Exercise: Could you duplicate the lines of the data below word for word, starting at the line containing "Locate the goat's front" and ending at the line containing "pixel 161 334", with both of those lines included?

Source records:
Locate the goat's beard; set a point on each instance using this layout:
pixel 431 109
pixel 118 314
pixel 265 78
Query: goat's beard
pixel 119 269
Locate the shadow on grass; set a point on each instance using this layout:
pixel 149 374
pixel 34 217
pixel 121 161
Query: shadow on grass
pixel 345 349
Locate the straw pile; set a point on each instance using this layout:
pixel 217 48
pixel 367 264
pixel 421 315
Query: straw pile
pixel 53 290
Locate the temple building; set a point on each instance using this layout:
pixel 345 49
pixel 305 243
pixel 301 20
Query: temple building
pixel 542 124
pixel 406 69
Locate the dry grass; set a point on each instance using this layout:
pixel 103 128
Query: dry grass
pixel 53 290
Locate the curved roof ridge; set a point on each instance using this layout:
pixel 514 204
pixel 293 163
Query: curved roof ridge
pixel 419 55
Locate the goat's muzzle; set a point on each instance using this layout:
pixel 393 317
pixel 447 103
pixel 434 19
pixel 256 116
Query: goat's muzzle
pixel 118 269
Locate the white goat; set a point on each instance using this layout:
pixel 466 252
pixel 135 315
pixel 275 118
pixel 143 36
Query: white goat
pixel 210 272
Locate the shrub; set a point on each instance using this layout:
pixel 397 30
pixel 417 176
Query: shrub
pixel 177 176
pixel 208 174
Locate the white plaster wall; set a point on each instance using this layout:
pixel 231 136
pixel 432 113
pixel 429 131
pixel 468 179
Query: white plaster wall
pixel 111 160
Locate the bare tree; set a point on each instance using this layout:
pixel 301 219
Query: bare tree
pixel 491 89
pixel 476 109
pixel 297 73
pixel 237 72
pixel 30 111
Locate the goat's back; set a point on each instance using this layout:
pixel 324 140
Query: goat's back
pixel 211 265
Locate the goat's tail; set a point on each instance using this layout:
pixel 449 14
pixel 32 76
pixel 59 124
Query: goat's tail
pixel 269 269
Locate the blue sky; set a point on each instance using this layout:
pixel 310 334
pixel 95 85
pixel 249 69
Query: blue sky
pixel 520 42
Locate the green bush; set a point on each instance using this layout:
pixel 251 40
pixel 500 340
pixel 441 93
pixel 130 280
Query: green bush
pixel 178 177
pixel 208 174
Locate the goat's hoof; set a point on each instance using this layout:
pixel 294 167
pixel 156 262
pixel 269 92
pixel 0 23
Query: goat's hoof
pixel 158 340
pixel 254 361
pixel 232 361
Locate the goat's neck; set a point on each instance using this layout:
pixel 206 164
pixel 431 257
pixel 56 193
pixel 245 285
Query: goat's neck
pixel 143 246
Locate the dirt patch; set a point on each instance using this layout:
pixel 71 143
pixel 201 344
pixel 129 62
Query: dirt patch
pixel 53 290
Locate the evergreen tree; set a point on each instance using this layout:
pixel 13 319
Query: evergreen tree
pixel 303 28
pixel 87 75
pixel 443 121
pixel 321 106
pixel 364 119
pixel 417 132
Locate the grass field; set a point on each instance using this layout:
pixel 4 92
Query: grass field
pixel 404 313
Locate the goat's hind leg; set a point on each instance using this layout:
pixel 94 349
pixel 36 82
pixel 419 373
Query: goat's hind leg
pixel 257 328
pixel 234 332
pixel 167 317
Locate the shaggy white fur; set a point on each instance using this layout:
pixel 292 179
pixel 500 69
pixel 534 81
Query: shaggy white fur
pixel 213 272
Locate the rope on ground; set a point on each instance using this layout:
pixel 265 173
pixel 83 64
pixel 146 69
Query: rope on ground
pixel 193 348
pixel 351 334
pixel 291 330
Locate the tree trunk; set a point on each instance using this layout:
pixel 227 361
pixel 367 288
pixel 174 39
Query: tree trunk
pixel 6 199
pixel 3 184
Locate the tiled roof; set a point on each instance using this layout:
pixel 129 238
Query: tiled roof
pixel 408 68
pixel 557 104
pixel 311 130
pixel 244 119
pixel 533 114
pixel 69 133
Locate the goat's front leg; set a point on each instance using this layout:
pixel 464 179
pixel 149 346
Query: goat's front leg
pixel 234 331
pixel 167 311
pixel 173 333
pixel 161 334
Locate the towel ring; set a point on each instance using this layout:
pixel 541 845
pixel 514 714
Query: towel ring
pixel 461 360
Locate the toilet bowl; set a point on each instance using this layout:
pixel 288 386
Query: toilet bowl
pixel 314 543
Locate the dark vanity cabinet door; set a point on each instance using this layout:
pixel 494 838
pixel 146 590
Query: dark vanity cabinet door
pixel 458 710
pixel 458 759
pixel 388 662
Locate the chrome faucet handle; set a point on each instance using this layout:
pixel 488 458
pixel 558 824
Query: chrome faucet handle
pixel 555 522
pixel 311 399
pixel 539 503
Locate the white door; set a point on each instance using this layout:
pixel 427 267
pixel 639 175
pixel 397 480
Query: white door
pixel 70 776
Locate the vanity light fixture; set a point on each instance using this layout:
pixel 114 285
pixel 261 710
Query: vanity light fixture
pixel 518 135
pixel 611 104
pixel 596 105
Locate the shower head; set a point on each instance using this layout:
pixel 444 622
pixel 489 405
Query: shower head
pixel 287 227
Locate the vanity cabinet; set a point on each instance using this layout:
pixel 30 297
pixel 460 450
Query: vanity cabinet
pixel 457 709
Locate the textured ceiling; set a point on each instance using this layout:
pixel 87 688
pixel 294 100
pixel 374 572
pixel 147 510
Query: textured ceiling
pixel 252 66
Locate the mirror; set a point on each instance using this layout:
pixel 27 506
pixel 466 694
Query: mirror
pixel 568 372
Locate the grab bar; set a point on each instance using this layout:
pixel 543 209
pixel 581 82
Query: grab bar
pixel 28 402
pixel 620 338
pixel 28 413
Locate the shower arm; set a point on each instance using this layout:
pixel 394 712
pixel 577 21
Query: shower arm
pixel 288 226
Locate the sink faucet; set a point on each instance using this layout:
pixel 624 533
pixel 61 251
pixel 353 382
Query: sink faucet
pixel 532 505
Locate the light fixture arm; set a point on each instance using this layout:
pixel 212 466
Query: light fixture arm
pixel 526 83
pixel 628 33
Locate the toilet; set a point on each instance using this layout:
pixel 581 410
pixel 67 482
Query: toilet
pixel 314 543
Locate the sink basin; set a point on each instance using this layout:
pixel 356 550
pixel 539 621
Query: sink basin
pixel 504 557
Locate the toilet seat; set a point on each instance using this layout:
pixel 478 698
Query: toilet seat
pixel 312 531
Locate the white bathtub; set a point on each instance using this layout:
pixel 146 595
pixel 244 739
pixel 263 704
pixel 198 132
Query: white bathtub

Response below:
Locate the goat's front leg; set a point on each instance using this layout:
pixel 464 179
pixel 149 346
Query: goat's front leg
pixel 234 331
pixel 167 311
pixel 173 333
pixel 161 334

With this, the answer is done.